(Natural-language object grounding data)

%%

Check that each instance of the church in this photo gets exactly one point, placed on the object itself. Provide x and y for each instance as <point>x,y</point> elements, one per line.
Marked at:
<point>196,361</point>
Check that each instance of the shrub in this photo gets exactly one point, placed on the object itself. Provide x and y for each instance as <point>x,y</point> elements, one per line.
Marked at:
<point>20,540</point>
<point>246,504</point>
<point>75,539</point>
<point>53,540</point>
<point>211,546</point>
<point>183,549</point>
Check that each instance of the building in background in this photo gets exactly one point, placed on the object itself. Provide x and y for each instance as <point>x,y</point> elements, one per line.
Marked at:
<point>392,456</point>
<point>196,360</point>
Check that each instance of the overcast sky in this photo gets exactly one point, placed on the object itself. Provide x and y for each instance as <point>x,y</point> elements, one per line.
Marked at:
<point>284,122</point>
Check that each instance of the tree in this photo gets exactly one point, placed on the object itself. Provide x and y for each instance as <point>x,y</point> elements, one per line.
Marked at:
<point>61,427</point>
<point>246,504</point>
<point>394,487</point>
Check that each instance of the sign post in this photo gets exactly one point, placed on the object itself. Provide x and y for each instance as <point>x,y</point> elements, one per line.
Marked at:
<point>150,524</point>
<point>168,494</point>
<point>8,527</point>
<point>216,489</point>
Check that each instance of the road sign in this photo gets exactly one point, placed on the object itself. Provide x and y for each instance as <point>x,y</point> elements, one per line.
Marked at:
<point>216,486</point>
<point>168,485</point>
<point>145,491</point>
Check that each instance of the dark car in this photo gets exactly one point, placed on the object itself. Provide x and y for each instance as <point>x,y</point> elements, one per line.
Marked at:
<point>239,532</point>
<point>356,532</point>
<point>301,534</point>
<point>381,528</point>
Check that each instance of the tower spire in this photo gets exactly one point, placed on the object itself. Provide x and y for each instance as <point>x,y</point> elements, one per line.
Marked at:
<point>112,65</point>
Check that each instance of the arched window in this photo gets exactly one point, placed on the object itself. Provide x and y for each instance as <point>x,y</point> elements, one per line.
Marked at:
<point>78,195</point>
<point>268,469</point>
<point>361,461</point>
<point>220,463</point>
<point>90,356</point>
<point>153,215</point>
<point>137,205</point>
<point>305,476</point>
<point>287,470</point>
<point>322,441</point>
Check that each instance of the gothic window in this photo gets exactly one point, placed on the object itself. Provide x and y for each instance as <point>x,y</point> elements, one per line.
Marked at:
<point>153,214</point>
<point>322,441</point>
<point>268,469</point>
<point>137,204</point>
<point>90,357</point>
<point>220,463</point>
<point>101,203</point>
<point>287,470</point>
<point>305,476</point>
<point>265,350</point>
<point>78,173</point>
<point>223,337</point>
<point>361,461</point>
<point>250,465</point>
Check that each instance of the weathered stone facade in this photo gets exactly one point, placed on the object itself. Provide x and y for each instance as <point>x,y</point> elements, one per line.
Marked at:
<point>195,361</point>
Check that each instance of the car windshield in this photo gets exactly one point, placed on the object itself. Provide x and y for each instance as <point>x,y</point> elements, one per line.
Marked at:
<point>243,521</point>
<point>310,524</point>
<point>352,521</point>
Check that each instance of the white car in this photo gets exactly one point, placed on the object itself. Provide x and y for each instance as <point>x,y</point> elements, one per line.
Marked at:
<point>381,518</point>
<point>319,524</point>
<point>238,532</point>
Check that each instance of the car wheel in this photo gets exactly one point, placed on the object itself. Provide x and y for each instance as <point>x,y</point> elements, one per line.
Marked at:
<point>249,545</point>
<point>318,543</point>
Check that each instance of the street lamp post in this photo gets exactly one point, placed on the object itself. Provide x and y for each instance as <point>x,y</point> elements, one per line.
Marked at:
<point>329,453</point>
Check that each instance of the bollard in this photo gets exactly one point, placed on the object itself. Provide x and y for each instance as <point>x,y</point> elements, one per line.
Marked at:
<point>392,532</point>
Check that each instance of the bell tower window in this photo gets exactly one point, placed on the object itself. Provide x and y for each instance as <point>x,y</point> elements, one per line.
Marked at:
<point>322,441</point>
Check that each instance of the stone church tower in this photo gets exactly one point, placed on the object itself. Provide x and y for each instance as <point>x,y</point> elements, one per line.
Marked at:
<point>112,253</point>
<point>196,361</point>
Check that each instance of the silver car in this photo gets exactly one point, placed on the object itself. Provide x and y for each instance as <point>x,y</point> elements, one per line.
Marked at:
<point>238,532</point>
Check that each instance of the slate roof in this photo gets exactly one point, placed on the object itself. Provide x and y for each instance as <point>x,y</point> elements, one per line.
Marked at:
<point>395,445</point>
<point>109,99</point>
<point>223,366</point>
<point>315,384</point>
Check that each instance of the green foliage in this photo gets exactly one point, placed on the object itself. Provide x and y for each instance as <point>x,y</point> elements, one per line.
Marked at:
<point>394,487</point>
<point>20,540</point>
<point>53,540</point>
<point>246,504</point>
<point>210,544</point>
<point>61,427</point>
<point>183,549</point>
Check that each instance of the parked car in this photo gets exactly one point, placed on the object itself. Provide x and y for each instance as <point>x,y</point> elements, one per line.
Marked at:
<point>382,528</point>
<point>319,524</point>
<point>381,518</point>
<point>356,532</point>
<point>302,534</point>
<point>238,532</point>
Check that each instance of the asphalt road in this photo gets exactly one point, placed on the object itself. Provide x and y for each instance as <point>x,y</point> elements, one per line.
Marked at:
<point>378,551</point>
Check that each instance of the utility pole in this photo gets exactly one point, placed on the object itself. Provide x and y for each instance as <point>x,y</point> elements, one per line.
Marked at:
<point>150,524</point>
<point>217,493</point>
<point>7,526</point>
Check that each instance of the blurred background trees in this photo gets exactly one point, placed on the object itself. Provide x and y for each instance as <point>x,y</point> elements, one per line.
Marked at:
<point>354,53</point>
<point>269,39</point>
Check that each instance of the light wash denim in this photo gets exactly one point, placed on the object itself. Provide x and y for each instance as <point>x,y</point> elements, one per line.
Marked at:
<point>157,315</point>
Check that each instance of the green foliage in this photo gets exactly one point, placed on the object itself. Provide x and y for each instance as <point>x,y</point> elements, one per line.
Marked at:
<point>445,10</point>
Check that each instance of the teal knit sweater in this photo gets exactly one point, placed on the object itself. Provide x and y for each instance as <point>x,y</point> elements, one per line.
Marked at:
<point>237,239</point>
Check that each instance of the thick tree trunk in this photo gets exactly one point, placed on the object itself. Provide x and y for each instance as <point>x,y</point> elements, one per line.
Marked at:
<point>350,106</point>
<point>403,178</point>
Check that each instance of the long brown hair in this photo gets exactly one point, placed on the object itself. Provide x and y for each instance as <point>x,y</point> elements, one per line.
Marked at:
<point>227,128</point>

%%

**Assignment**
Copy every line above that includes the string "window".

**Answer for this exercise**
Check that each instance of the arched window in this photo gets exactly one point, placed on the object itself. Provide x and y for each instance as <point>x,y</point> elements, one per line.
Check that each instance of the gothic window in this photo gets exactly one point, placed on the object itself. Provide x and y for each instance as <point>x,y</point> elements, one per line.
Check that each instance of the bell tower window in this photo gets exactly one point, placed on the object itself. Provide x and y for each instance as <point>x,y</point> elements, one per line.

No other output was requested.